* **WHAT IS EXPECTED**:
Print every line of the entries below word for word, omitting the pictures.

(Spatial annotation records)
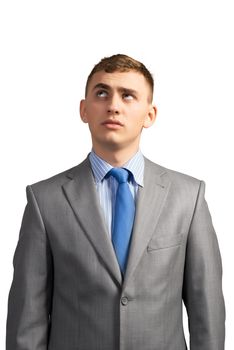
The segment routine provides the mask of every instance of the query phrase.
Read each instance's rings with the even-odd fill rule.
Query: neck
[[[102,159],[104,159],[107,163],[111,164],[113,167],[121,167],[123,166],[130,158],[132,158],[139,147],[136,149],[126,150],[126,149],[118,149],[118,150],[107,150],[107,149],[99,149],[93,145],[93,150],[96,155]]]

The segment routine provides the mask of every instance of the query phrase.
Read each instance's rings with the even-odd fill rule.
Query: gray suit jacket
[[[145,158],[122,279],[89,159],[27,186],[7,350],[223,350],[225,309],[205,183]]]

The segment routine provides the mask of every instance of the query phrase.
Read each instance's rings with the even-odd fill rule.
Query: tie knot
[[[114,176],[120,184],[128,181],[130,173],[124,168],[112,168],[106,176],[109,177],[111,175]]]

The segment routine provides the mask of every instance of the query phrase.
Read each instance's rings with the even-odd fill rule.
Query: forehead
[[[97,84],[106,84],[111,89],[125,88],[136,90],[139,93],[149,93],[149,84],[145,77],[135,71],[107,73],[100,71],[95,73],[89,83],[89,91],[93,90]]]

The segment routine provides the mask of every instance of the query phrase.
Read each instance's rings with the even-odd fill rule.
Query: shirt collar
[[[100,158],[93,149],[89,153],[89,160],[96,183],[101,182],[108,171],[113,168],[112,165]],[[144,157],[140,150],[138,150],[137,153],[122,166],[122,168],[131,171],[134,181],[141,187],[144,186]]]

* **SOLUTION TO THIS PROBLEM**:
The segment routine provides the mask of every instance of the query phrase.
Read each instance's rings with the even-odd fill rule.
Query: neck
[[[102,159],[104,159],[107,163],[111,164],[113,167],[121,167],[123,166],[130,158],[132,158],[139,147],[136,149],[126,150],[126,149],[118,149],[118,150],[107,150],[107,149],[99,149],[93,145],[93,150],[96,155]]]

The segment routine provides the mask of every instance of the query phrase.
Read each instance's rings with the even-odd fill rule.
Query: gray suit jacket
[[[145,158],[122,279],[89,159],[27,186],[7,350],[223,350],[225,309],[205,183]]]

The segment routine provides the mask of every instance of the query phrase.
Read each instance's rings with the even-odd fill rule.
Query: tie knot
[[[114,176],[120,184],[128,181],[130,173],[124,168],[112,168],[106,176],[109,177],[111,175]]]

The segment routine provides the mask of every instance of the query phrase.
Read each instance's rings with the even-odd fill rule.
Query: forehead
[[[97,84],[106,84],[111,89],[125,88],[136,90],[139,93],[149,93],[149,84],[145,77],[135,71],[107,73],[100,71],[95,73],[89,83],[89,91],[93,90]]]

The segment routine provides the mask of every instance of the query phrase.
Read each instance's rings with the even-odd fill rule.
Query: shirt collar
[[[100,158],[93,149],[89,153],[89,160],[96,183],[101,182],[108,171],[113,168],[112,165]],[[144,157],[140,150],[138,150],[137,153],[122,166],[122,168],[131,171],[134,181],[141,187],[144,186]]]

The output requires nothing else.